== Given records ==
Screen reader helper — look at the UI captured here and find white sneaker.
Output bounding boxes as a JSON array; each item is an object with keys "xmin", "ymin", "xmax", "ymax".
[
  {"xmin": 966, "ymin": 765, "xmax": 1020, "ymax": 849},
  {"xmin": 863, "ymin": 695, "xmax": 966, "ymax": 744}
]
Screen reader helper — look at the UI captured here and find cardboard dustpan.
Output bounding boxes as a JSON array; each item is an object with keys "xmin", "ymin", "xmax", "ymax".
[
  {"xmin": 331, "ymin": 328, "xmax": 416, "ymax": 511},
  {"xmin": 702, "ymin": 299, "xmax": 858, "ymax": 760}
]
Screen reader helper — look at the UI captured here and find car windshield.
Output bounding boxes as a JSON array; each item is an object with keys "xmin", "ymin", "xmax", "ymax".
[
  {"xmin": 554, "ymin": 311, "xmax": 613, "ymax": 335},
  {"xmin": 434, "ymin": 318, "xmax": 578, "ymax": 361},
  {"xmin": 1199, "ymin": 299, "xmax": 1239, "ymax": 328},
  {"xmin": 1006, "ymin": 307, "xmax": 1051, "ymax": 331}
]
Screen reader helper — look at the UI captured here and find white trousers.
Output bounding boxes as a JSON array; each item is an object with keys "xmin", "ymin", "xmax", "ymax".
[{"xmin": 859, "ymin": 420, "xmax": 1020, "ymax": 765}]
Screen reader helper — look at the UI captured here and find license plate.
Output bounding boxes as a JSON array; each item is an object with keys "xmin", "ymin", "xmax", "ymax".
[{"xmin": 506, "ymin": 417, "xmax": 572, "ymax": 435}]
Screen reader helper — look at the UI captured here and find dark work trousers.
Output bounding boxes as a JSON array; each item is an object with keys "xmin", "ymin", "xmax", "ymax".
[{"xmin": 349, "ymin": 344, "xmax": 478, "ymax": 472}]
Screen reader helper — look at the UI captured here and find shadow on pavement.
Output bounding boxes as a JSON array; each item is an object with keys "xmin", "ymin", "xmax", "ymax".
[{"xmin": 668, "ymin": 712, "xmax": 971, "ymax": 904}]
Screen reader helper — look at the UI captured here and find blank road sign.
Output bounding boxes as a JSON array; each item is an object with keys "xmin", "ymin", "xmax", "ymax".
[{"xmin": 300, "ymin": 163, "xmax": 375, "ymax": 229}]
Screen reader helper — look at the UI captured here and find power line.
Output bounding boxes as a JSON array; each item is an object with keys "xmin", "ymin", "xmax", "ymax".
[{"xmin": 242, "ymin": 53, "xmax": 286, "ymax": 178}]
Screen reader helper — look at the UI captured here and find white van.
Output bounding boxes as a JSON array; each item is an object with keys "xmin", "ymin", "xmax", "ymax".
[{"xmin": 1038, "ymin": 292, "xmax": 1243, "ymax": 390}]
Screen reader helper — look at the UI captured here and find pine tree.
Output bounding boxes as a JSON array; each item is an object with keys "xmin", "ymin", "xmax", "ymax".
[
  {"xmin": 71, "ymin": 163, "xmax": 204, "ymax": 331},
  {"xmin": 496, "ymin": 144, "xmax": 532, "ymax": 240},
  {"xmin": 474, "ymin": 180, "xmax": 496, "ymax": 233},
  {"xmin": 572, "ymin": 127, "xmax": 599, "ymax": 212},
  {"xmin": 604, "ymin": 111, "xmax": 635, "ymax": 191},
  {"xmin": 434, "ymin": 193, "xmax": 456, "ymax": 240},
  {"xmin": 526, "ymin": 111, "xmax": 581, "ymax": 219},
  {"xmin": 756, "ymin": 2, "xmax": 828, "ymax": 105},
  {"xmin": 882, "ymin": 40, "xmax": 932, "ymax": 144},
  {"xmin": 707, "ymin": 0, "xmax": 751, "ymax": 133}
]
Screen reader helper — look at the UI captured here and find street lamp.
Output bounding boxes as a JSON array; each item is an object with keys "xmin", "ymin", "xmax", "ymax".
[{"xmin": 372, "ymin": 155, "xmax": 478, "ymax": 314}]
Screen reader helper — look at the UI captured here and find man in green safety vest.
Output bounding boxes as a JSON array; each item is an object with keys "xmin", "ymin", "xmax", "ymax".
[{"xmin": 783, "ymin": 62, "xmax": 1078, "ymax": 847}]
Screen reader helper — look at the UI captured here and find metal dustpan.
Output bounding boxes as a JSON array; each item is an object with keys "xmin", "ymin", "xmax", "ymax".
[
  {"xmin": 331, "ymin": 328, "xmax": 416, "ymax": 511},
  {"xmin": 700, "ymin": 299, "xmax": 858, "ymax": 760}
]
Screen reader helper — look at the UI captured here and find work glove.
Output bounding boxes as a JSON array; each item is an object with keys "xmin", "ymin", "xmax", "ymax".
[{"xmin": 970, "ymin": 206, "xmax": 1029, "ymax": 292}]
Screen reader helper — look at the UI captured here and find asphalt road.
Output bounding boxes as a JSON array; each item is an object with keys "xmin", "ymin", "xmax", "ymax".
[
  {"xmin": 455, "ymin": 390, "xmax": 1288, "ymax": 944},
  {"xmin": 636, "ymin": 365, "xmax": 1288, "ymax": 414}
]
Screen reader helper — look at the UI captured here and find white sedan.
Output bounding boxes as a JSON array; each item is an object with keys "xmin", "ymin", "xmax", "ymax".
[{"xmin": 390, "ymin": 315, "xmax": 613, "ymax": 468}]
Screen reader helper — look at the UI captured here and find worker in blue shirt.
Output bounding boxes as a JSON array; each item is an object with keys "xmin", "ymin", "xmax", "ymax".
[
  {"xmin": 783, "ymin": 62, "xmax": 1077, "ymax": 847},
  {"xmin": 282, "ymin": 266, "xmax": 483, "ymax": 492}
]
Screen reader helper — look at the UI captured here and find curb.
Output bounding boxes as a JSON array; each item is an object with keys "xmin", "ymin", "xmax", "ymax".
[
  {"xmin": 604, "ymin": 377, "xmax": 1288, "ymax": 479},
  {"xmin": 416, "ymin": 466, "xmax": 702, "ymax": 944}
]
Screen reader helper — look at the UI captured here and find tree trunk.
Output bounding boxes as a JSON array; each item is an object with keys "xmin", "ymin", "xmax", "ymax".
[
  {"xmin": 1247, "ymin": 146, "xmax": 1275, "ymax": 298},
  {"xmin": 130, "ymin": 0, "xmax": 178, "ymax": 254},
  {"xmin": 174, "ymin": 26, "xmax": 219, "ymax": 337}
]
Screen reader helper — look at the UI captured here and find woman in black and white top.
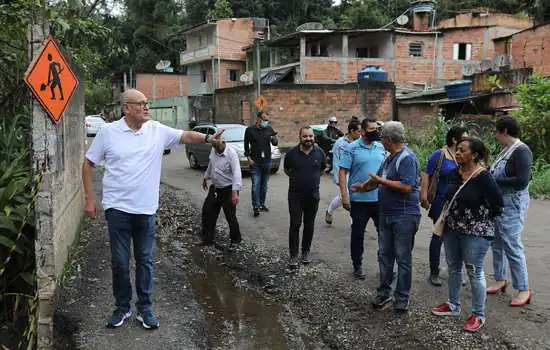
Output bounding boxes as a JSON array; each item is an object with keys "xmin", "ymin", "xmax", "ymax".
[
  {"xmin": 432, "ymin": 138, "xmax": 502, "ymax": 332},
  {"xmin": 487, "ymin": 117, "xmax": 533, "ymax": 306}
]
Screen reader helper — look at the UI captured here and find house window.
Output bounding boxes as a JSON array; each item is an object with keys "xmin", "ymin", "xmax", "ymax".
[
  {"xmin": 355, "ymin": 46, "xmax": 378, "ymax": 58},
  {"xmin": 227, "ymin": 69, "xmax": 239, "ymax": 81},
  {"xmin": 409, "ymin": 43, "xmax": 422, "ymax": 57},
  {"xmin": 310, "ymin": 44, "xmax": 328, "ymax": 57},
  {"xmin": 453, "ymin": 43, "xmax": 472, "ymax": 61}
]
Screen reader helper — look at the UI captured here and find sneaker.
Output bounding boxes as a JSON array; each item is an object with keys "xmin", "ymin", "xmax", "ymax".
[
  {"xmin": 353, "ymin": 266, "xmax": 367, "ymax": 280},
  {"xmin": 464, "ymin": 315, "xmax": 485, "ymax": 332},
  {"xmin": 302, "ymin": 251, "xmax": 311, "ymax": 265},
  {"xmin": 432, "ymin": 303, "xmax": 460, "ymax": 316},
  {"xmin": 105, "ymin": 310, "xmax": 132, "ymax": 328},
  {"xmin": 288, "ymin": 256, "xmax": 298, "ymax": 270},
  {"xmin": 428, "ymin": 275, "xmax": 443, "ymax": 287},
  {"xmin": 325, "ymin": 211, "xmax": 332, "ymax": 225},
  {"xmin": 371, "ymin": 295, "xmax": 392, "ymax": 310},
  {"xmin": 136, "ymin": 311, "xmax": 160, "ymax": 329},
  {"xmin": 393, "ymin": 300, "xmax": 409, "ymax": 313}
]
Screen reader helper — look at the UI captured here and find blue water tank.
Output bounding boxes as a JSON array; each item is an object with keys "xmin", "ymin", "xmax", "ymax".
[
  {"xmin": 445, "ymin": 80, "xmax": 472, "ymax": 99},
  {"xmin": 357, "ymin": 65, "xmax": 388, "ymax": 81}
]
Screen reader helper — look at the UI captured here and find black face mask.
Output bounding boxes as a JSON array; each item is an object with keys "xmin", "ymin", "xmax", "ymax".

== Task brief ==
Which lines in the records above contain the word "blue"? Copy each of those lines in full.

== The output ==
Screen reader helper — look at the UI captured here and find worker in blue shirt.
Screen reader helper — look at the UI captured here and find blue water tank.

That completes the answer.